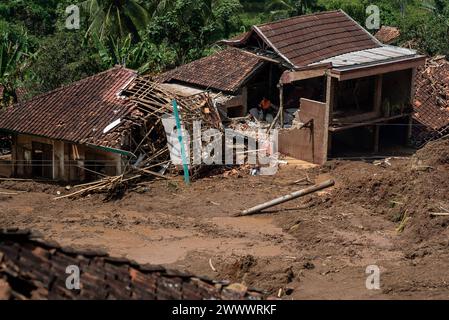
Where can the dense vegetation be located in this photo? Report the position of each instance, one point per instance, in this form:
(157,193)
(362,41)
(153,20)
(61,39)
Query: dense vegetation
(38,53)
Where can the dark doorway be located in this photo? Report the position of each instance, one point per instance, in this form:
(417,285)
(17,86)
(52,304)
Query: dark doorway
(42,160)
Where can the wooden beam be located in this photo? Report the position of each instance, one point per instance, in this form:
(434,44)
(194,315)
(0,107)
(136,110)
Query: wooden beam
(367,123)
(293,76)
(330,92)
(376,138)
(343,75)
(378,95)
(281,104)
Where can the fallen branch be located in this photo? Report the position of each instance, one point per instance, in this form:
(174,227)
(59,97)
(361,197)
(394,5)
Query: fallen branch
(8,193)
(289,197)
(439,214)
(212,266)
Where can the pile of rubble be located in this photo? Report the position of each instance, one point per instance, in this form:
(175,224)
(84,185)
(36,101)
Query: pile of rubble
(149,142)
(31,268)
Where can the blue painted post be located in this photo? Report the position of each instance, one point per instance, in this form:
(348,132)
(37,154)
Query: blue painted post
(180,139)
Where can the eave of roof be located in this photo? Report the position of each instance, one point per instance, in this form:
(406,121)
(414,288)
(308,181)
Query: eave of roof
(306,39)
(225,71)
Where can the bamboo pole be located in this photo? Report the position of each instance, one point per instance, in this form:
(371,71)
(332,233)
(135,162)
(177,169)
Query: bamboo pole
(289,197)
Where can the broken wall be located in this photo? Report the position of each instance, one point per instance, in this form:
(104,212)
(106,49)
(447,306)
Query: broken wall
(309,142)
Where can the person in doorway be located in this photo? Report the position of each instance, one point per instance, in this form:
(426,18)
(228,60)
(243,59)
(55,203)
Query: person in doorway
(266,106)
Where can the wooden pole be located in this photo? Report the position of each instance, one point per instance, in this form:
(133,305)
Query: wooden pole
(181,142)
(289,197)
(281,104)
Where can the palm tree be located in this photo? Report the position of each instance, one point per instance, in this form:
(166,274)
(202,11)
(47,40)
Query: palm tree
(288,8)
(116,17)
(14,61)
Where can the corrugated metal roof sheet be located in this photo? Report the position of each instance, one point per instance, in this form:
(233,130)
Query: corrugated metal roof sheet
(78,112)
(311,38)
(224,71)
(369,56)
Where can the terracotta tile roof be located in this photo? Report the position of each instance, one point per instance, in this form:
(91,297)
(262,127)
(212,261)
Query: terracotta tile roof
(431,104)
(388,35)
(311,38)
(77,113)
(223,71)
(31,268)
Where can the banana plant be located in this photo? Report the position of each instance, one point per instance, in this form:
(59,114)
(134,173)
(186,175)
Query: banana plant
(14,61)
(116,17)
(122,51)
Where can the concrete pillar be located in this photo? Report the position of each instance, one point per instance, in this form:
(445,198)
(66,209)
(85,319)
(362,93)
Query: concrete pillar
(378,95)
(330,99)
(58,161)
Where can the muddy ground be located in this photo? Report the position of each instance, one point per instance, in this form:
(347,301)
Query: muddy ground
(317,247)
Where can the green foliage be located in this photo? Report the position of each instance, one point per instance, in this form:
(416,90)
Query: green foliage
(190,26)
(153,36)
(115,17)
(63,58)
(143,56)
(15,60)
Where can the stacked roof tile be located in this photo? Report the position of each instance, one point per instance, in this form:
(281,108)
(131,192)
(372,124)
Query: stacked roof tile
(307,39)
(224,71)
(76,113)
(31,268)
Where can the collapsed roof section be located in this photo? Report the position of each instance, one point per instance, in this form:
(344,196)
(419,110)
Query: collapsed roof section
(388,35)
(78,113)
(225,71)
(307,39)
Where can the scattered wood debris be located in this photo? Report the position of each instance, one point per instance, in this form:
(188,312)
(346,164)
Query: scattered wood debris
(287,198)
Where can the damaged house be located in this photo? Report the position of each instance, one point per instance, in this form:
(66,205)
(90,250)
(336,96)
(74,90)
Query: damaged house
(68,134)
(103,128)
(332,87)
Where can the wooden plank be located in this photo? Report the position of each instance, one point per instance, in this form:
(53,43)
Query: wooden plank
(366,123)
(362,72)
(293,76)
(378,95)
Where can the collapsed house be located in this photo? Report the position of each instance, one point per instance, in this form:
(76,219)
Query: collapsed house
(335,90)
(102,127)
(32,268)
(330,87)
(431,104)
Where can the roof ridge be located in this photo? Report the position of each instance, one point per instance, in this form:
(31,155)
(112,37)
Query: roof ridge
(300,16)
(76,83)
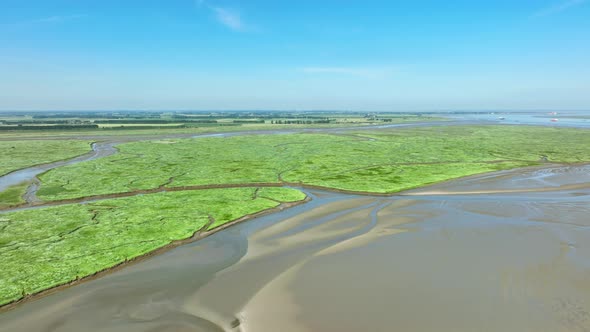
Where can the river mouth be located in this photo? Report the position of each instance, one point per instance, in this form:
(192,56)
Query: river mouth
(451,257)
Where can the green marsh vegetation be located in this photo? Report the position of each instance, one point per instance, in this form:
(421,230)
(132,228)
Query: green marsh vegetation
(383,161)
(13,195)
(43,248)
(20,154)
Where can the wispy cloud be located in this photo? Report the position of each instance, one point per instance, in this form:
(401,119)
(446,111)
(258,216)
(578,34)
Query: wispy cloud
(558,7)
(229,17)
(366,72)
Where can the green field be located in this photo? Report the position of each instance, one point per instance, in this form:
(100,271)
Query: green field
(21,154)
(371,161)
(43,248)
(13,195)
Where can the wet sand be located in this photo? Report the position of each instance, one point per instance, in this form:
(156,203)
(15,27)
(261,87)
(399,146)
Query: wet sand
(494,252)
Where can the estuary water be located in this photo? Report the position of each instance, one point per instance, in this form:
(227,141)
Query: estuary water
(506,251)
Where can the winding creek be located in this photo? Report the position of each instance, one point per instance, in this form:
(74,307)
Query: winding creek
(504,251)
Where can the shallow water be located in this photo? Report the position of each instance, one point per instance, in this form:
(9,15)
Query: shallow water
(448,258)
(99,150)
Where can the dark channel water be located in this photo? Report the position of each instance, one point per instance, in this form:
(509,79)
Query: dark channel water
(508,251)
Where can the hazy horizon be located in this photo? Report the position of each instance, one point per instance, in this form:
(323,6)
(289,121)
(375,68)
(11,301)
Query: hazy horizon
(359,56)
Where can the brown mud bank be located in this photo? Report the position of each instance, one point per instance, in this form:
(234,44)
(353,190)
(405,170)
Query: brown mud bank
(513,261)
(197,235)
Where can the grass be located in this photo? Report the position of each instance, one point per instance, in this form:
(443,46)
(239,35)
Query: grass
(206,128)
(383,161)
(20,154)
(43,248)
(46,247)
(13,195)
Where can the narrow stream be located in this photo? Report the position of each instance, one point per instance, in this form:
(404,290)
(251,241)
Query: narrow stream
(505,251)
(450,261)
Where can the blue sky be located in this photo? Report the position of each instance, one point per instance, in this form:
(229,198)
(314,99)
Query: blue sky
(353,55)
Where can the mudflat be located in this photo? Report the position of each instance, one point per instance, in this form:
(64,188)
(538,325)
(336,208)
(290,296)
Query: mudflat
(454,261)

→ THE TASK
Without the pictures, transcribe the listing above exactly.

→ TASK SOLUTION
Where can the dense vegetation be located in this photo? Report the position of each instance, one point per instance, in this form:
(157,193)
(362,41)
(153,20)
(61,39)
Query: dense vegetation
(38,53)
Where can the dark doorway be located in this photo? Report the position of each instance, one point per instance, in this form:
(417,285)
(17,86)
(52,304)
Query: dark doorway
(42,160)
Where can the wooden beam be located in this photo? Report the position of each instance, one point per instance, in this form:
(434,44)
(194,315)
(0,107)
(136,110)
Query: wooden beam
(367,123)
(293,76)
(330,92)
(376,138)
(343,75)
(378,95)
(281,104)
Where can the fallen branch be located in this photo? Report the position of each instance, one point per instance, in this form:
(174,227)
(59,97)
(361,197)
(394,5)
Query: fallen branch
(8,193)
(289,197)
(439,214)
(212,266)
Where can the pile of rubble be located in this photo? Report the position of each instance, one point per instance, in this form:
(175,224)
(84,185)
(36,101)
Query: pile of rubble
(149,142)
(31,268)
Where can the blue painted post be located in this photo? Report the position of each instance, one point per instance, in this form:
(348,132)
(37,154)
Query: blue painted post
(180,139)
Where can the eave of roof be located in this photo? Report the position of each instance, one point per instance, in this form:
(406,121)
(414,288)
(308,181)
Query: eave of roof
(306,39)
(225,71)
Where can the bamboo pole be located in this photo? Report the position of each instance, one point per instance, in this form:
(371,71)
(332,233)
(135,162)
(177,169)
Query: bamboo pole
(289,197)
Where can the broken wall be located in this photo? Report the position of each instance, one point per instance, in this form:
(104,212)
(106,49)
(447,306)
Query: broken wall
(309,142)
Where can the person in doorway be located in this photo? Report the position of each instance, one point per instance, in this form:
(426,18)
(228,60)
(243,59)
(55,203)
Query: person in doorway
(266,106)
Where can the wooden pole be located in this photo? Report the position of each instance, one point per instance, in this form:
(133,305)
Query: wooden pole
(181,142)
(289,197)
(281,104)
Where can the palm tree be located in this photo? Report the position of each instance, one point per instance, in this form:
(166,274)
(202,11)
(47,40)
Query: palm tree
(288,8)
(116,17)
(14,61)
Where can the corrugated metal roof sheet be located in this photo? Report the position of each instance, one point per instance, in this form:
(233,130)
Query: corrugated metal roof sheet
(78,112)
(311,38)
(224,71)
(369,56)
Where can the terracotta tile roof be located in this photo? Report the position of each instance, one point per instance, in this form:
(91,297)
(262,127)
(212,261)
Query: terracotta tile roof
(431,104)
(388,35)
(311,38)
(77,113)
(223,71)
(31,268)
Where can the banana plant be located in this photo? Report the position of each instance, one point per instance, in this form:
(59,114)
(134,173)
(186,175)
Query: banana plant
(14,61)
(116,17)
(122,51)
Where can the concrete pillar be located in this photo? Report the position of each instance, one point per instance, in this form:
(445,198)
(66,209)
(85,319)
(362,93)
Query: concrete pillar
(378,95)
(330,99)
(58,161)
Where can the muddy ground be located in this photo? Report the position of each instance, one point per instance, in this form:
(347,301)
Query: muddy ground
(317,247)
Where can the green foliage be located in this photo? Report the position of each instance, one point per instance, in this form:
(416,90)
Query: green foliage
(190,26)
(153,36)
(115,17)
(63,58)
(143,56)
(15,60)
Where can the stacked roof tile be located in this photo? Report the position of each instance, one point per instance, in this form:
(281,108)
(131,192)
(372,124)
Query: stacked roof tile
(307,39)
(224,71)
(76,113)
(31,268)
Where can the collapsed roof section be located in this photo? Report the position of each instance, one point per instance, in this form:
(344,196)
(419,110)
Query: collapsed roof section
(388,35)
(78,113)
(225,71)
(307,39)
Where can the scattered wood debris be located in this photo? Report the position of each instance, one point per instance, in this form:
(188,312)
(346,164)
Query: scattered wood debris
(287,198)
Where can the damaged house be located in this photo? Report the position of each instance, one point per instance, in this form:
(66,205)
(90,250)
(336,96)
(74,90)
Query: damaged house
(68,134)
(103,128)
(332,87)
Where can the wooden plank be located in this photo? Report the position of each instance, one point per instance, in this form:
(53,43)
Query: wooden plank
(366,123)
(362,72)
(293,76)
(378,95)
Where can the collapsed house be located in this photo? Report the position of each instance, one point per instance, in this form:
(76,219)
Query: collapsed house
(335,90)
(102,127)
(32,268)
(330,87)
(431,104)
Where can the roof ridge be located in this photo? Report the position of each instance, one point per instance, in this form:
(31,155)
(112,37)
Query: roof ridge
(300,16)
(76,83)
Where can the river mouth be located in this photo? Report the position of each instance, one point per instance, in this form:
(192,56)
Query: river mouth
(451,257)
Where can the green marsh vegetation be located in this photo? Report the position of each instance, one point per instance, in this form:
(421,230)
(132,228)
Query: green marsh vegetation
(383,161)
(13,195)
(43,248)
(20,154)
Where can the wispy cloud be located in this photo? Report the position of each instance, one point per instance, in this form:
(401,119)
(446,111)
(258,216)
(578,34)
Query: wispy cloud
(558,7)
(229,17)
(366,72)
Where can the green field be located in this photo? Report the position of each instance, one point per instance, in this form:
(100,271)
Query: green field
(21,154)
(371,161)
(43,248)
(13,195)
Where can the wet sand be located in this photo? Report the position of each instance, one point per instance, in this form:
(156,203)
(15,27)
(261,87)
(399,146)
Query: wet sand
(494,252)
Where can the estuary water be located in this photo? Report the position of each instance, one point per instance, in this form:
(227,141)
Query: estuary water
(506,251)
Where can the winding creek be located in this photo? Report the position of each instance, one point per instance, in this form:
(74,307)
Query: winding creek
(504,251)
Where can the shallow water be located in this photo? Report the position of each instance, one point per instance, in this form:
(9,15)
Query: shallow water
(448,258)
(99,150)
Where can the dark channel water be located in this photo? Report the position of each instance, one point per instance, in this form:
(509,79)
Query: dark channel water
(508,251)
Where can the hazy horizon be located in this photo? Report the position of each instance, one point per instance, in this form:
(323,6)
(289,121)
(375,68)
(11,301)
Query: hazy horizon
(359,56)
Where can the brown mud bank be located in this photo? Report the position of each instance, one point per instance, in this form:
(234,44)
(353,190)
(405,170)
Query: brown mud bank
(513,261)
(197,235)
Where can the grass be located in this photo? Report the position of each instance, one point per instance, in this form:
(443,46)
(239,35)
Query: grass
(206,128)
(383,161)
(20,154)
(43,248)
(46,247)
(13,195)
Where can the narrow stream be located in this photo? Report the position of each instance, one point per instance, in this form:
(404,290)
(251,241)
Query: narrow stream
(505,251)
(450,261)
Where can the blue sky be located in this photo? Report the position of each instance, one point per instance, in this form:
(229,198)
(314,99)
Query: blue sky
(353,55)
Where can the mudflat be located in this photo? Report the position of each instance, one point per instance, in this form:
(64,188)
(538,325)
(336,208)
(290,296)
Query: mudflat
(454,261)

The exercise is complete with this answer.